● TASK BRIEF: Copy out the lines from the one containing "Produce, for each" through the one containing "box: [499, 225, 531, 245]", changing "rough mask" to "coarse mask" and keeping everything else the same.

● DATASET ENTRIES:
:::::

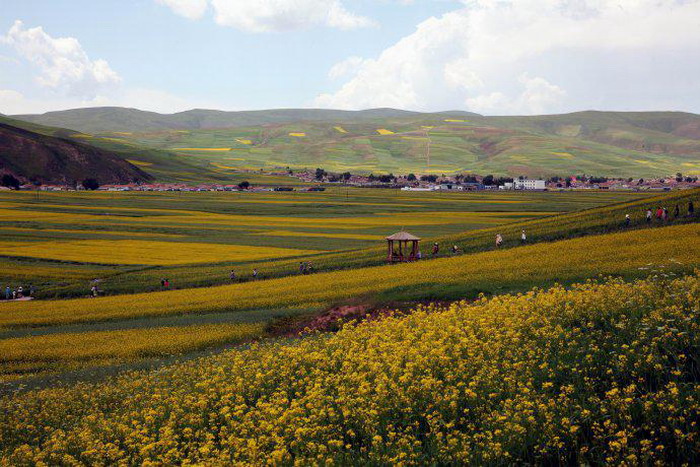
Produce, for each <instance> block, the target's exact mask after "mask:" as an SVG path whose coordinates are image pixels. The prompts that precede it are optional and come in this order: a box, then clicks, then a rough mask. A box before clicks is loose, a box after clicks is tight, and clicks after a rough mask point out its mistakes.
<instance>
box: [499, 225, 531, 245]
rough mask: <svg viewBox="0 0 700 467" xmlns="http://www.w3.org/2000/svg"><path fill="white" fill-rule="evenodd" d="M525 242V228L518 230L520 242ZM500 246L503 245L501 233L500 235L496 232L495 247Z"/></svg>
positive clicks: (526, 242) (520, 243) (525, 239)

:::::

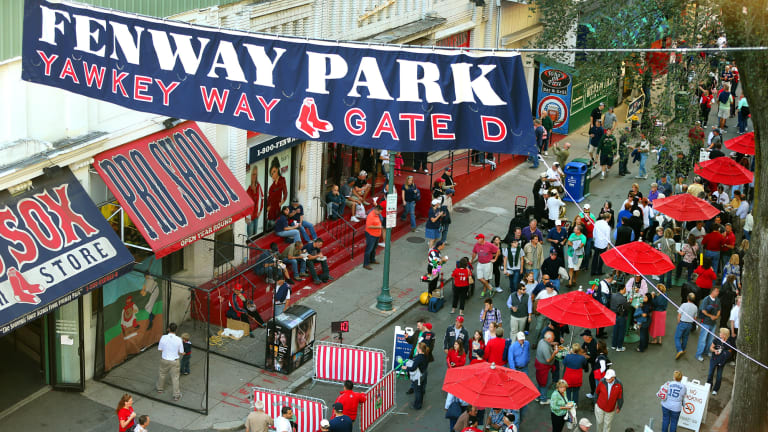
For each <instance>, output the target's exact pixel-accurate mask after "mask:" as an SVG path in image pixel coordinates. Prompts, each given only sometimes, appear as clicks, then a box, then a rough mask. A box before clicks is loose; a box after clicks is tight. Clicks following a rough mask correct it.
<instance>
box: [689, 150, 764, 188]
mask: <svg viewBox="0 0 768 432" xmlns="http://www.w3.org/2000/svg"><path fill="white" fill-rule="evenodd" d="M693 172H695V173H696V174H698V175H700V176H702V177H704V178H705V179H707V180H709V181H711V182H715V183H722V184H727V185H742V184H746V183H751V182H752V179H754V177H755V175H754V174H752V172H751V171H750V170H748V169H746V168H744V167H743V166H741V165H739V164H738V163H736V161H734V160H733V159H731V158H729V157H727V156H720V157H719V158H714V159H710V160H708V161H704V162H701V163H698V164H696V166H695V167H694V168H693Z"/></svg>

:::::

● TASK RESULT:
Produce, for each <instance> block, the target's exact mask after "mask:" as an SVG path whose coordinates are image pixels. The prompts that precede it are optional and come in this order: a box, then clicks, then a coarse mask. A box before clicks is loose, a box after clicks is tight, and clicks after a coarse mask point out its mistakes.
<instance>
box: [499, 225, 531, 245]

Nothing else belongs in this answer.